▶ [Activity] Write out the full listing exactly.

▶ [Data for this task]
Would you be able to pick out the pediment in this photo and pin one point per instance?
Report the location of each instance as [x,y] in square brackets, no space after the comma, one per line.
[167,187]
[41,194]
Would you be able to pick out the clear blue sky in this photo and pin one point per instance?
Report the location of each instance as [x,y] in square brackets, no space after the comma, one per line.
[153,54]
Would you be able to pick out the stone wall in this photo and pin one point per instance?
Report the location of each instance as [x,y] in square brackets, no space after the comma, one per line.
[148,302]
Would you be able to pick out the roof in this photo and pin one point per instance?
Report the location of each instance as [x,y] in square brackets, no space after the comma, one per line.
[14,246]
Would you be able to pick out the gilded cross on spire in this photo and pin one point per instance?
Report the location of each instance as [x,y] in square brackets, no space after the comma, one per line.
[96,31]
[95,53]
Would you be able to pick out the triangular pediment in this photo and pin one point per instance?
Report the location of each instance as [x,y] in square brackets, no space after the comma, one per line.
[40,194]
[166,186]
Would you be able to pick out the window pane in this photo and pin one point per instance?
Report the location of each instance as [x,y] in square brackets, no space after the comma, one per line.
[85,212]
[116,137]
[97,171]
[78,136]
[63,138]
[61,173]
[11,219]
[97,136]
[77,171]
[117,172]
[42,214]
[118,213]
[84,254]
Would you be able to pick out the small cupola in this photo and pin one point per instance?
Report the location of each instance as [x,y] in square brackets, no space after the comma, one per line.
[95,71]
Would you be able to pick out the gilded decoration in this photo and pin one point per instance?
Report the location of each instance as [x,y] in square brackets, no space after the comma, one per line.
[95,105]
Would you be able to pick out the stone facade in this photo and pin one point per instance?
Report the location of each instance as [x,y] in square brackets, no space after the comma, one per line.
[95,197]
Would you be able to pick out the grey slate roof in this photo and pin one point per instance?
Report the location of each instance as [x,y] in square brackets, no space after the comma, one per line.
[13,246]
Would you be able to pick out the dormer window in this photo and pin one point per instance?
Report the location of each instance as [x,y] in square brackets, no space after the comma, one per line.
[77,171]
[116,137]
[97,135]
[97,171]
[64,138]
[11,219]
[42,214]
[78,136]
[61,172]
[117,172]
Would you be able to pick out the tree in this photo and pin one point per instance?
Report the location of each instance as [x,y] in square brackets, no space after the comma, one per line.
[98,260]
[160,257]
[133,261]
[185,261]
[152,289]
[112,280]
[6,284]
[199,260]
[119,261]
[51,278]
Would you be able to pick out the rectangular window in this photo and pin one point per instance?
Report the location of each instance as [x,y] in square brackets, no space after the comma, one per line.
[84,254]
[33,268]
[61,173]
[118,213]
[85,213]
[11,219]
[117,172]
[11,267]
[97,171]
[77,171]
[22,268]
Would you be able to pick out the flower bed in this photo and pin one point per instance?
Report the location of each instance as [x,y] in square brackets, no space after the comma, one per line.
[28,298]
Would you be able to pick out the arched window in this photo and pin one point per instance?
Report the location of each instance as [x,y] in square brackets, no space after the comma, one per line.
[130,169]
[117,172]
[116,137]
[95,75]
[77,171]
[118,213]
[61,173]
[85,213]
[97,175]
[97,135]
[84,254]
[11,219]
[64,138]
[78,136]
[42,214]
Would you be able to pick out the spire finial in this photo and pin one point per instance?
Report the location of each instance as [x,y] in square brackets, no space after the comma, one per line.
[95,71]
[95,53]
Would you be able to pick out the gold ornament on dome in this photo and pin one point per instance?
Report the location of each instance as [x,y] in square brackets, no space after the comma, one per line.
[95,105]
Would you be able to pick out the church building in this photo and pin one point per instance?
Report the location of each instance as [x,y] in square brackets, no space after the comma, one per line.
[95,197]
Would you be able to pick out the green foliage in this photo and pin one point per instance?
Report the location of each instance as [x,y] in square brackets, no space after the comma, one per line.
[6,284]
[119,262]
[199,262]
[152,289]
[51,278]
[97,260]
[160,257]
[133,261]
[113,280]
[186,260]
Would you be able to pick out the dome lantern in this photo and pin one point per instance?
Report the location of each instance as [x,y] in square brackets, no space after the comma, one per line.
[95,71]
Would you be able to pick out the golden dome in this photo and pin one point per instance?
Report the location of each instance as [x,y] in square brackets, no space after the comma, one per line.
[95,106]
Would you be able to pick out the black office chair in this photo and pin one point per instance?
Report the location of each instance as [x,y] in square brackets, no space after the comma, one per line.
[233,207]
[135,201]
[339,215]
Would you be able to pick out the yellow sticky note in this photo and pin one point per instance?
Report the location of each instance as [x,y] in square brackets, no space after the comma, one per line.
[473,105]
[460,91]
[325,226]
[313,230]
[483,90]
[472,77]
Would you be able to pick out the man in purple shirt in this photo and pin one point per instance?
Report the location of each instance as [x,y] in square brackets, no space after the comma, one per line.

▶ [Response area]
Would you be able to pick out the pediment in this photo and pin one point per instance?
Report the location of each instance as [x,y] in square brackets, no space after the comma, one per line.
[167,187]
[41,194]
Would you be able to pick out the clear blue sky in this photo and pin one point per instance?
Report the location of each instance as [x,y] in square brackets, no space after the comma, one per line.
[153,54]
Would you be able to pick out the stone wall in this photo and pin one point per instance?
Report the location of each instance as [x,y] in square brackets, no space after the comma, one per line.
[148,302]
Would you be able to pick out the roof in this photo and pin one point per instance?
Report the location of each instance as [x,y] in square brackets, no space after the comma, one per line.
[14,246]
Would you be able to pick out the gilded cross on spire in this photo and pin one point per instance?
Report the location of each instance as [x,y] in square brackets, no space after the comma, one per line.
[96,31]
[95,53]
Would you be able to pick out the triangular pediment in this photo and pin one point per instance?
Report the location of each instance as [x,y] in square brackets, no space after the comma, one per line.
[40,194]
[166,186]
Would you be able to pick out the window pane in this photo and pin one point per instance?
Report the location of each instance as [x,y] in square brackets, no space after the comma, one per line.
[85,212]
[116,137]
[97,171]
[78,136]
[63,138]
[61,173]
[11,219]
[97,136]
[77,171]
[117,172]
[42,214]
[118,213]
[84,254]
Would you be able to pick out the small cupola in this photo and pin one point per instance?
Report the location of each instance as [x,y] in square brackets, no space after the comma, one per line.
[95,71]
Would you be able to pick out the gilded decoration in this photo and pin one point per instance?
Report the location of each instance as [x,y] in square brackets, no space after the comma, one per line.
[95,105]
Would you be able to pick out the stone facade in this photo and pin one point per instance?
Report the location of each instance as [x,y] in square brackets, no space after the comma, one per line.
[95,197]
Would you be able to pick out the grey slate roof in this photo and pin one point per instance?
Report the location of each instance as [x,y] in square brackets, no space after the comma, one per line.
[13,246]
Would you be able to pick out the dormer window in this photo and pin one point per instance?
Report the location of each instance as [x,y] in square brackets, no space after the comma, one per line.
[77,171]
[116,137]
[97,135]
[97,171]
[64,138]
[11,219]
[42,214]
[78,136]
[61,172]
[117,172]
Would you be able to pick out the tree in this photo and pin one point per instance?
Report the location of each instance as [x,y] in square brackets, no space after the comma, one per line.
[98,260]
[160,257]
[133,261]
[185,261]
[152,289]
[112,280]
[6,284]
[199,260]
[119,261]
[51,278]
Would you be able to pick out the rectangular window in this photo and pin one point per instance?
Report the location of each instance as [x,y] in square brackets, no space after the comma, one per line.
[84,254]
[33,268]
[61,173]
[118,213]
[85,213]
[11,219]
[117,172]
[11,267]
[97,171]
[77,171]
[22,268]
Would you be able to pick out the flower bed in this photo and pin one point per instance?
Report the location of each instance as [x,y] in square brackets, no space after the comma, one per line.
[28,298]
Would you be able to pick out the arched window in this photo and pin one point per instance?
Report the location of each instance as [x,y] in square brackets, no space after the comma, one per line.
[130,169]
[117,172]
[116,137]
[95,75]
[77,171]
[118,213]
[61,173]
[85,213]
[97,175]
[97,135]
[84,254]
[11,219]
[64,138]
[78,136]
[42,214]
Would you be able to pick out the spire finial in this photo and pin one point per instance?
Report the location of each instance as [x,y] in square brackets, no space after the comma, one per line.
[95,71]
[95,53]
Would you be able to pick out the gold ornament on dome in this photo and pin one point per instance?
Report the location of each instance as [x,y] in square brackets, no space after the comma, one per line.
[95,105]
Would you be able to pick out the church building in this photo and pin one point per instance?
Report the location of each instance as [x,y] in square brackets, no space after the comma, one per line.
[95,197]
Would you be able to pick out the green foliage in this photo and pin one point per instance?
Report the location of each instance as [x,y] in square brackets, no space after the comma, one per line.
[6,284]
[119,262]
[199,262]
[152,289]
[51,278]
[97,260]
[160,257]
[133,261]
[113,280]
[186,260]
Would you be able to pick out the dome lantern in this photo and pin one point per instance?
Report the location of each instance as [x,y] in square brackets, no space after the comma, one per line.
[95,71]
Would you be able to pick out the golden dome in this photo and pin one point per instance?
Report the location of each instance as [x,y] in square brackets, no space after the comma, one per line.
[95,106]
Would you be able to pick out the black office chair in this photo and pin one point per instance?
Report the location of each instance as [x,y] in square brackets, no space after the comma, one per line.
[233,207]
[135,201]
[339,215]
Would you be able to pick out the yellow sticky note in this photo and pin one point per instance?
Report the location of each instance as [x,y] in square brackets, no space after the comma, one per line.
[473,105]
[460,91]
[325,226]
[313,230]
[483,90]
[472,77]
Would you be able to pick out the man in purple shirt in this photo and pin one point per instance?
Report the location of each instance as [x,y] in square brackets, no space after the comma, one per line.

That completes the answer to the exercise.